Page extract
Ramaischrand and his family seek judicial review of a negative decision made on
June 22, 2010 by an Immigration Officer of Citizenship and Immigration Canada. The
Officer found that the applicants’ circumstances did not warrant an exemption
from the requirement to apply for permanent residence from outside of Canada. For the
reasons that follow, this application is dismissed.
[2]
This
is an application pursuant to subsection 72(1) of the Immigration and
Refugee Protection Act, S.C. 2001, c. 27 (“IRPA”).
BACKGROUND
[3]
Mr.
Ramaischrand, his wife and daughter are from Guyana and came to Canada as visitors
in 2002. They sought refugee protection in July 2003 and their claim was
refused in October 2004. An application to this Court for judicial review of
the Refugee Protection Division’s negative decision was dismissed in July 2005.

(Location identification entries)

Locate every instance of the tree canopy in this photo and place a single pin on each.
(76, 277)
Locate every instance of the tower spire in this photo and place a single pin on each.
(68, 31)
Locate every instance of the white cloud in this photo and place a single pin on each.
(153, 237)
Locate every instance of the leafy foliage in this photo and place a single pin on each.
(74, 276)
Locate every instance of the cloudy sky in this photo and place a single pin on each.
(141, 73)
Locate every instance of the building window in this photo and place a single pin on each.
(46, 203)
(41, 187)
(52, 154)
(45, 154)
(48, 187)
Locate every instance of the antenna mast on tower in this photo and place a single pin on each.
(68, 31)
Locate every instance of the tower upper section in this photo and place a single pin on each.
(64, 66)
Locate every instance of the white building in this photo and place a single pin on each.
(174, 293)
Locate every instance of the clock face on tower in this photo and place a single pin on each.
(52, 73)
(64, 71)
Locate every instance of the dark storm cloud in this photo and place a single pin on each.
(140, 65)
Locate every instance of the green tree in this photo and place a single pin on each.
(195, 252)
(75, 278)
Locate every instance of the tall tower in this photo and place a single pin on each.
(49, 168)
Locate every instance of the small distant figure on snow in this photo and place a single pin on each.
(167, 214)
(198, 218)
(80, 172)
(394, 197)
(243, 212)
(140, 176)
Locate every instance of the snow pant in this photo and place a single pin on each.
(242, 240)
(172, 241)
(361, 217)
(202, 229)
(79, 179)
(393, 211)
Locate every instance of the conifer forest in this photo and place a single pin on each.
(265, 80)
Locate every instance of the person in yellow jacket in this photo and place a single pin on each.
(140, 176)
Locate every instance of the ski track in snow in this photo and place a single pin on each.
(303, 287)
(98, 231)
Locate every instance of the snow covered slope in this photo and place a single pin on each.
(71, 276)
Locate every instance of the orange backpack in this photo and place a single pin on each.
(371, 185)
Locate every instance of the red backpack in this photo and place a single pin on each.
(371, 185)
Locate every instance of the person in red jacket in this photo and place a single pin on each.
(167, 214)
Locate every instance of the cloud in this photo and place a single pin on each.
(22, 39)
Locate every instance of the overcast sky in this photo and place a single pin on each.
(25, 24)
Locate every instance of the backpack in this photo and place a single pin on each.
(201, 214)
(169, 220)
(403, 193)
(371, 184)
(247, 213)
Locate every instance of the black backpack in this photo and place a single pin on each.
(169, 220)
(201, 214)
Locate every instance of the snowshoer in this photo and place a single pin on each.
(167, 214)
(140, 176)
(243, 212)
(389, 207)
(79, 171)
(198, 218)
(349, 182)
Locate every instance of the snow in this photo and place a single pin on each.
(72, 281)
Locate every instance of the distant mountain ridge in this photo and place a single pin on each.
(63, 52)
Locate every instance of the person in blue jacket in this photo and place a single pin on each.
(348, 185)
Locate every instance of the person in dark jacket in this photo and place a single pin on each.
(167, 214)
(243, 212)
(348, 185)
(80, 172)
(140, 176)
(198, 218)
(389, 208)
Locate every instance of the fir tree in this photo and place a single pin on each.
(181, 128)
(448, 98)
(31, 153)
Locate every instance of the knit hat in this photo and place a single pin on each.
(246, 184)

Problems
A: According to the court decision excerpt, in what year did the family come to Canada as visitors?
B: In the court decision excerpt, write out everything from "Ramaischrand, his wife" down to "in July 2005.", changing "refused" to "rejected".

The responses
A: 2002

B:
Ramaischrand, his wife and daughter are from Guyana and came to Canada as visitors
in 2002. They sought refugee protection in July 2003 and their claim was
rejected in October 2004. An application to this Court for judicial review of
the Refugee Protection Division’s negative decision was dismissed in July 2005.